» Requirement: Count how many lines in the rows below contain the word "grass", matching case exactly. Give only the number.

----- Material supplied

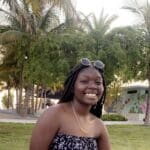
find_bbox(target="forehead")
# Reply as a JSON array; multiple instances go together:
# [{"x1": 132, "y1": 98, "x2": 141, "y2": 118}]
[{"x1": 78, "y1": 67, "x2": 102, "y2": 78}]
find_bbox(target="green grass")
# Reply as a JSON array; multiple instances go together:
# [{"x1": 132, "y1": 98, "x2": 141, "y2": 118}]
[
  {"x1": 108, "y1": 125, "x2": 150, "y2": 150},
  {"x1": 0, "y1": 123, "x2": 150, "y2": 150},
  {"x1": 0, "y1": 123, "x2": 33, "y2": 150}
]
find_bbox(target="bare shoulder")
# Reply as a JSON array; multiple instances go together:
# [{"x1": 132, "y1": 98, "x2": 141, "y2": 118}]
[
  {"x1": 37, "y1": 104, "x2": 63, "y2": 124},
  {"x1": 30, "y1": 104, "x2": 66, "y2": 150},
  {"x1": 97, "y1": 119, "x2": 111, "y2": 150}
]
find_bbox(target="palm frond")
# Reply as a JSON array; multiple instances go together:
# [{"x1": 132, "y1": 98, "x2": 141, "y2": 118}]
[{"x1": 39, "y1": 7, "x2": 59, "y2": 30}]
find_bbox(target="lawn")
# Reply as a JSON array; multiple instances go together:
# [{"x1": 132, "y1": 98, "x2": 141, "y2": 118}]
[{"x1": 0, "y1": 123, "x2": 150, "y2": 150}]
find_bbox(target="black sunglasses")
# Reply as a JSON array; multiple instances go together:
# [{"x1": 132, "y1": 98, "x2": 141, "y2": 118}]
[{"x1": 81, "y1": 58, "x2": 105, "y2": 71}]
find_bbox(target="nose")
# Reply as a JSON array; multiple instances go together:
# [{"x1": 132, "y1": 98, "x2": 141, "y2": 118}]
[{"x1": 88, "y1": 81, "x2": 97, "y2": 89}]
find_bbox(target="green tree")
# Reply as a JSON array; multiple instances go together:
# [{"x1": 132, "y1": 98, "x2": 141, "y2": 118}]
[
  {"x1": 123, "y1": 0, "x2": 150, "y2": 125},
  {"x1": 0, "y1": 0, "x2": 74, "y2": 114}
]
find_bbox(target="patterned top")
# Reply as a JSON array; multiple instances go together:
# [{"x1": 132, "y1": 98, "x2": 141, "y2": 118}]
[{"x1": 49, "y1": 133, "x2": 98, "y2": 150}]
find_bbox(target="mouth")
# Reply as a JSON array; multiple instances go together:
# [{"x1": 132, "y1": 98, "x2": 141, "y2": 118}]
[{"x1": 85, "y1": 93, "x2": 97, "y2": 99}]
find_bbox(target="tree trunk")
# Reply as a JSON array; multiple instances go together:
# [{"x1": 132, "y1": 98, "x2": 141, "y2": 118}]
[
  {"x1": 31, "y1": 85, "x2": 35, "y2": 115},
  {"x1": 144, "y1": 63, "x2": 150, "y2": 125},
  {"x1": 7, "y1": 83, "x2": 11, "y2": 109},
  {"x1": 34, "y1": 86, "x2": 39, "y2": 113},
  {"x1": 16, "y1": 87, "x2": 19, "y2": 113}
]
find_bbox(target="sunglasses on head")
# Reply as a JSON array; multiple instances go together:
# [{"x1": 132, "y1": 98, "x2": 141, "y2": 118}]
[{"x1": 81, "y1": 58, "x2": 105, "y2": 71}]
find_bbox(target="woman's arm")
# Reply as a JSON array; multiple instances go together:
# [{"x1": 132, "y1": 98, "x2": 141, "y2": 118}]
[
  {"x1": 98, "y1": 124, "x2": 111, "y2": 150},
  {"x1": 30, "y1": 106, "x2": 59, "y2": 150}
]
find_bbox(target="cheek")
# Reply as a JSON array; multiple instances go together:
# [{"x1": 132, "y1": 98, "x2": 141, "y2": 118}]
[{"x1": 99, "y1": 85, "x2": 104, "y2": 94}]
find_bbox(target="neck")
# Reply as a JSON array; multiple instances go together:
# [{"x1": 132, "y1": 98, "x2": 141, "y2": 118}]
[{"x1": 71, "y1": 101, "x2": 91, "y2": 116}]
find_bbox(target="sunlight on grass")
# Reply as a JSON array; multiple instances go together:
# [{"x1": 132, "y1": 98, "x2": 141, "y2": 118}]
[
  {"x1": 108, "y1": 125, "x2": 150, "y2": 150},
  {"x1": 0, "y1": 123, "x2": 150, "y2": 150}
]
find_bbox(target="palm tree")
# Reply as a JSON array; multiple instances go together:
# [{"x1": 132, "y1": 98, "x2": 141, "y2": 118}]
[
  {"x1": 81, "y1": 9, "x2": 117, "y2": 55},
  {"x1": 123, "y1": 0, "x2": 150, "y2": 125},
  {"x1": 0, "y1": 0, "x2": 77, "y2": 114}
]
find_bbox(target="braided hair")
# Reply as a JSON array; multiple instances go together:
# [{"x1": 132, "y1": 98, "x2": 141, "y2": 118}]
[{"x1": 59, "y1": 64, "x2": 106, "y2": 118}]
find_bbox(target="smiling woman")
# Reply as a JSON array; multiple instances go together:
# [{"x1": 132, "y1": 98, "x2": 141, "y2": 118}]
[{"x1": 30, "y1": 58, "x2": 111, "y2": 150}]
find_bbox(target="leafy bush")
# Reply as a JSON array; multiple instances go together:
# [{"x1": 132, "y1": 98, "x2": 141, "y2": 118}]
[{"x1": 102, "y1": 114, "x2": 128, "y2": 121}]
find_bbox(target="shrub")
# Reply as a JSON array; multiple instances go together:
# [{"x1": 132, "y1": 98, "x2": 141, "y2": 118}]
[{"x1": 102, "y1": 114, "x2": 128, "y2": 121}]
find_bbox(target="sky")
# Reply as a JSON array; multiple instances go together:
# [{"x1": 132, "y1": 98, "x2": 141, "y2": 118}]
[{"x1": 75, "y1": 0, "x2": 143, "y2": 27}]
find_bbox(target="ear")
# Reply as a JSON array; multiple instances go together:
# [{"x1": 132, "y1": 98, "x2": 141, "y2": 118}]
[{"x1": 71, "y1": 87, "x2": 74, "y2": 94}]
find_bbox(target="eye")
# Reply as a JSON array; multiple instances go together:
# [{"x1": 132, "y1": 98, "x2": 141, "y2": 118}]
[
  {"x1": 95, "y1": 81, "x2": 103, "y2": 85},
  {"x1": 80, "y1": 80, "x2": 88, "y2": 84}
]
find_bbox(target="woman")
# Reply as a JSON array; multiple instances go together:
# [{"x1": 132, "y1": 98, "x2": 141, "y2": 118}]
[{"x1": 30, "y1": 58, "x2": 111, "y2": 150}]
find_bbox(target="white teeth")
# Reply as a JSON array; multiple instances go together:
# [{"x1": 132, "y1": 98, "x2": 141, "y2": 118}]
[{"x1": 86, "y1": 93, "x2": 96, "y2": 96}]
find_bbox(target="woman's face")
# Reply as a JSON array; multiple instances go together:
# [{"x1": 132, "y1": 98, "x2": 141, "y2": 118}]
[{"x1": 73, "y1": 67, "x2": 104, "y2": 105}]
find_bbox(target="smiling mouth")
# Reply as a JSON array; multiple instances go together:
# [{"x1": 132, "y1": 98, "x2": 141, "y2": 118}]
[{"x1": 85, "y1": 93, "x2": 97, "y2": 98}]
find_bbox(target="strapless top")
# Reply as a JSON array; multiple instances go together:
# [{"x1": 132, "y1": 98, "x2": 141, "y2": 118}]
[{"x1": 49, "y1": 133, "x2": 98, "y2": 150}]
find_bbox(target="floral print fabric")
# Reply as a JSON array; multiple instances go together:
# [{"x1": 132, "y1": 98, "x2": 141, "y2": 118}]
[{"x1": 49, "y1": 133, "x2": 98, "y2": 150}]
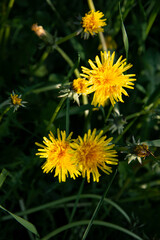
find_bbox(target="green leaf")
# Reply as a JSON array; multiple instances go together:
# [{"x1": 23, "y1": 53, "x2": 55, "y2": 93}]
[
  {"x1": 119, "y1": 3, "x2": 129, "y2": 59},
  {"x1": 142, "y1": 139, "x2": 160, "y2": 147},
  {"x1": 3, "y1": 194, "x2": 131, "y2": 223},
  {"x1": 0, "y1": 168, "x2": 8, "y2": 188},
  {"x1": 0, "y1": 205, "x2": 39, "y2": 237},
  {"x1": 41, "y1": 220, "x2": 143, "y2": 240},
  {"x1": 146, "y1": 1, "x2": 160, "y2": 38}
]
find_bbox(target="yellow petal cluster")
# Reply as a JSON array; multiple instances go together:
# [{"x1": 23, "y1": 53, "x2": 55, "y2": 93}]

----------

» Solution for this exercise: 2